▶ **Document excerpt**
--- BEGIN ---

The flag QUERY_OBJECT_TYPE
can
be used to determine if an object is physically contiguous and to
get other properties of the underlying object.
The flag UPL_PRECIOUS
means
that there should be only one copy of the data. This prevents having
a copy both in memory and in the backing store. However, this breaks
the adjacency of adjacent pages in the backing store, and is thus
generally not used to avoid a performance hit.
The flag SET_INTERNAL
is
used by the BSD subsystem to cause all information about a UPL to
be contained in a single memory object so that it can be passed
around more easily. It can only be used if your code is running
in the kernel’s address space.
Since this handle can be used for multiple small transactions
(for example, when mapping a file into memory block-by-block), the
UPL API includes functions for committing and aborting changes to
only a portion of the UPL. These functions are upl_commit_range
and upl_abort_range
,
respectively.

--- END ---

▶ **Dataset excerpts**
--- BEGIN ---

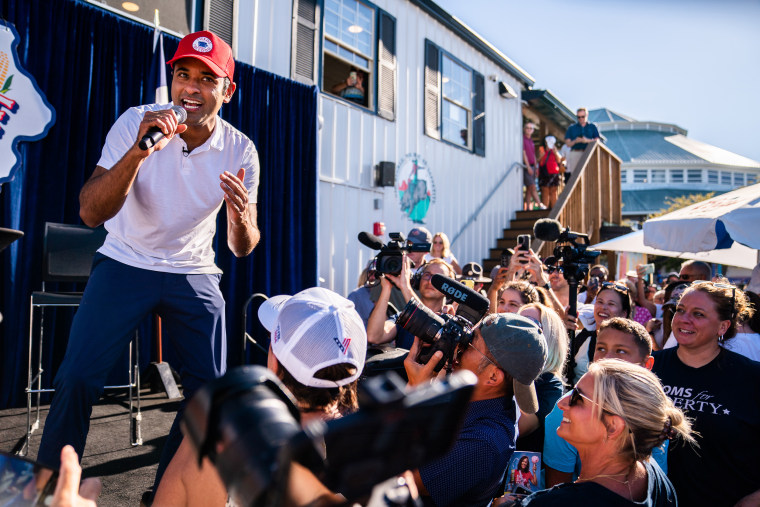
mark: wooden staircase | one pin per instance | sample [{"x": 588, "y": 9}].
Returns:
[
  {"x": 522, "y": 224},
  {"x": 592, "y": 199}
]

--- END ---

▶ **Directions for this task**
Please translate this sentence from the excerpt on UPL flags into Spanish: "This prevents having a copy both in memory and in the backing store."

▶ **Solution**
Esto evita tener una copia tanto en la memoria como en el almacenamiento de respaldo.